DESCRIPTION OF THE TASK: Please reproduce, word for word, the lines in the records below, starting at the line containing "Practice step: find every instance of the wolf's forehead" and running through the end of the records.

[Point labels for objects]
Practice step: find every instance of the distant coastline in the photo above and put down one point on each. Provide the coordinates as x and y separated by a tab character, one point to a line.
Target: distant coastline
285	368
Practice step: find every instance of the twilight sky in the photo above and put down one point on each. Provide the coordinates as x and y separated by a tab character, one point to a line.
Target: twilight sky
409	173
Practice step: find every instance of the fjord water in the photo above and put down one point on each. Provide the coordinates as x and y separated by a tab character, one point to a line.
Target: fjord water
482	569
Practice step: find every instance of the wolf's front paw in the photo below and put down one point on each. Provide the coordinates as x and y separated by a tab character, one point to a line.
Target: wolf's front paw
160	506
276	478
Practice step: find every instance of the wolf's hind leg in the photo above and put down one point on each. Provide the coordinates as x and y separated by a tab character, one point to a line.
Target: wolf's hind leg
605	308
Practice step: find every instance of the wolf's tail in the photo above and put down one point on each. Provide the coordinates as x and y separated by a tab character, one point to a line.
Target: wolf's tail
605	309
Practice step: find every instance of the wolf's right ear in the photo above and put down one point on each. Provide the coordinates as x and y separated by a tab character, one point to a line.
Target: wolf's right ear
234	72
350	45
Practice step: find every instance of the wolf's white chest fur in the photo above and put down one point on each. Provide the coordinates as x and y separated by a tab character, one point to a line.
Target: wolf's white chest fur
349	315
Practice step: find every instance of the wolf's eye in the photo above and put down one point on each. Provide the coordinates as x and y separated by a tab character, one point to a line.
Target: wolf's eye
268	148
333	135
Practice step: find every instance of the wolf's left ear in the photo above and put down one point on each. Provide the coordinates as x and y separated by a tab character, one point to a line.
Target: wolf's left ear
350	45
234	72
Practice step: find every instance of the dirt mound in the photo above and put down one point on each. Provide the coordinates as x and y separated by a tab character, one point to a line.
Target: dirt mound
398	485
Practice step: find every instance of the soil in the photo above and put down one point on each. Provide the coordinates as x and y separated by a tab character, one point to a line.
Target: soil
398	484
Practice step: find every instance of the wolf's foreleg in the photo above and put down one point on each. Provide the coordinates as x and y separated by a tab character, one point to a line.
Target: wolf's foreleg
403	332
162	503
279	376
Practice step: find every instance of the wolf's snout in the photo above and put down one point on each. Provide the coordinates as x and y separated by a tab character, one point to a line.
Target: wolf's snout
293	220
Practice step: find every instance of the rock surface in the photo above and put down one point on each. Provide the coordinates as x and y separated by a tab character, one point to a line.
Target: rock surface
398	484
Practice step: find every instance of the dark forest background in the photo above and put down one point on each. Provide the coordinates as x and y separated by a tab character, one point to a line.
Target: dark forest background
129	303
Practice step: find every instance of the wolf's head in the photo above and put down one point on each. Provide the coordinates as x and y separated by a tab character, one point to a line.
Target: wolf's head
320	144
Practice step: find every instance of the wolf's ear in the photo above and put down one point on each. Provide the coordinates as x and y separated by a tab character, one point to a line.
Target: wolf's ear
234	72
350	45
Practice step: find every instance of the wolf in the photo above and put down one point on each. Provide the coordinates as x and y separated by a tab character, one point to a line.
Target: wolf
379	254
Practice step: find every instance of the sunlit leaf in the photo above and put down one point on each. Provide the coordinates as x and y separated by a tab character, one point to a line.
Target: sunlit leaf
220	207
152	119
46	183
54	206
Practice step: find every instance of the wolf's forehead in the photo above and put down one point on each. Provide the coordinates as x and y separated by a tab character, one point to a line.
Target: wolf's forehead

EXERCISE RESULT:
Practice step: find every instance of the wolf's forehead in the photo above and put down one point on each. Provide the coordinates as x and y separated by a tab character, one point to a line.
Target: wolf's forehead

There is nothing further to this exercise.